## SUPPLIED TEXT
————

One hitch was that the center only offers the beginners' classes once every two months. People are not allowed to come to the center's regular meditation times without having first gone to the beginners' class, and people must email the director guy to sign up for the beginners' class beforehand. It seems like the idea of jumping through hoops and unnecessary bureaucracy is a bit of Brazilian flavor that the center wanted to add to their branch of this East Asian tradition.
The center's website was a little confusing, so Alexandre emailed the director guy to confirm the date and time of the next beginners' class and to say that we wanted to sign up. The guy said it would be Sunday from 10:00am - 12:00pm and his email included a vague scolding that told Alexandre to use the website to confirm this kind of information. (Clearly, the person responding to the emails hadn't seen the website in some time, since it said that an email confirmation was required.)

————

## SUPPLIED MATERIAL

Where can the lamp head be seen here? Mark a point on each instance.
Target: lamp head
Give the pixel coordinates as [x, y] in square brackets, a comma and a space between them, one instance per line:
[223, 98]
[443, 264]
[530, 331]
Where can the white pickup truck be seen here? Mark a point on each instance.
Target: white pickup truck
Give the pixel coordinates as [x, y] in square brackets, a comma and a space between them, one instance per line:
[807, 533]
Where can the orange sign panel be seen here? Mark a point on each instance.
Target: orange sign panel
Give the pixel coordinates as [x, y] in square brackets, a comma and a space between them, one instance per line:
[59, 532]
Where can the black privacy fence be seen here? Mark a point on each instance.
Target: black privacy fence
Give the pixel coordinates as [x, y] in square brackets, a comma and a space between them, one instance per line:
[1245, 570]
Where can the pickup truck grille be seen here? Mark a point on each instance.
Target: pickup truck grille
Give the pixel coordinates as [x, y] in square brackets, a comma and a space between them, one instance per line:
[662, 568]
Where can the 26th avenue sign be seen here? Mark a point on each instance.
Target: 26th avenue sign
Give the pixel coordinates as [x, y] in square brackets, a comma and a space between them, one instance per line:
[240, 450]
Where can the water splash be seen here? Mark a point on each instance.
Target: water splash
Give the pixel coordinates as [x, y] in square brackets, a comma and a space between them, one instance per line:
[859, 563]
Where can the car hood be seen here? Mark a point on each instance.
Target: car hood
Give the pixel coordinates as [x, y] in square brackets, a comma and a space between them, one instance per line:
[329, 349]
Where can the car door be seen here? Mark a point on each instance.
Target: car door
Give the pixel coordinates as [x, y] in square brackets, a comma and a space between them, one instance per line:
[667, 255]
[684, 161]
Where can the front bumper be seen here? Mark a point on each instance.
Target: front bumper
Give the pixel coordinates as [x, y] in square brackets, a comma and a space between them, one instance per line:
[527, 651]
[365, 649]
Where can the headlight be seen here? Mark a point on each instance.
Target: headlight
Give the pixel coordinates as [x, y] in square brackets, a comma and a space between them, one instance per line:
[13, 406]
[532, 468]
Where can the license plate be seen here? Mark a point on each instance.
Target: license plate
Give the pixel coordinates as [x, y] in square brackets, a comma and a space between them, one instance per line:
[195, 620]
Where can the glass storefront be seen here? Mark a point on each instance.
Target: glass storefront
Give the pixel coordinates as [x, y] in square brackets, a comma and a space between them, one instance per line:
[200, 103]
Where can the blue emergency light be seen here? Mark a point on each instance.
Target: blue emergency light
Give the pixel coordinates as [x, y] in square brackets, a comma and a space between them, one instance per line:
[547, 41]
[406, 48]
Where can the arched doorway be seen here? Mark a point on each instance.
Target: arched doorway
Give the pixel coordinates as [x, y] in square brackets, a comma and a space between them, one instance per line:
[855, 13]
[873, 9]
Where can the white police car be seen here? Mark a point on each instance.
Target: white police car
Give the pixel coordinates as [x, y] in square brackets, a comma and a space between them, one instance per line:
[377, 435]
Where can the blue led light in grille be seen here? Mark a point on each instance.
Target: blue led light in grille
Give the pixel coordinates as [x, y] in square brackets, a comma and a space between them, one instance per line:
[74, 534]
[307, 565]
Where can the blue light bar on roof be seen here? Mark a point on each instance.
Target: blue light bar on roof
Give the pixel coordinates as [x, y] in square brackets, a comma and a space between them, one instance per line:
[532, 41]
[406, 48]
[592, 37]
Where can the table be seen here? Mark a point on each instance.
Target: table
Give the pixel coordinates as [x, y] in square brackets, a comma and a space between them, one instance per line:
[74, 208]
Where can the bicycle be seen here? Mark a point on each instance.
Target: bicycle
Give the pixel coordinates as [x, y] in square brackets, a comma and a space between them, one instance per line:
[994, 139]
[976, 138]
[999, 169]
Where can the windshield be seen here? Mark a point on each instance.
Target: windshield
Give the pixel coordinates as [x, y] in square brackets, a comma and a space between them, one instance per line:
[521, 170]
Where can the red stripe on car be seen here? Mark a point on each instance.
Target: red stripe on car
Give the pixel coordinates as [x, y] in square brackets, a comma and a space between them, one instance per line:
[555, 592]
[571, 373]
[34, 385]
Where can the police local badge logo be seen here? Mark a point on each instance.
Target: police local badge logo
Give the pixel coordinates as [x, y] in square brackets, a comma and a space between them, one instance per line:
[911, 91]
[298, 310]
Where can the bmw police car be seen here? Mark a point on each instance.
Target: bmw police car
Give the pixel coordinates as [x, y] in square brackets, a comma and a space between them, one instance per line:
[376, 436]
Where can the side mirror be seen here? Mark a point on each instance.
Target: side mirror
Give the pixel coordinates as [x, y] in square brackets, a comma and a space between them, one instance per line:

————

## WHAT IS NEEDED
Reproduce, word for word, the stretch of the meditation center text from "One hitch was" through "East Asian tradition.". The listing isn't needed for anything here.

## SOLUTION FOR THIS TASK
One hitch was that the center only offers the beginners' classes once every two months. People are not allowed to come to the center's regular meditation times without having first gone to the beginners' class, and people must email the director guy to sign up for the beginners' class beforehand. It seems like the idea of jumping through hoops and unnecessary bureaucracy is a bit of Brazilian flavor that the center wanted to add to their branch of this East Asian tradition.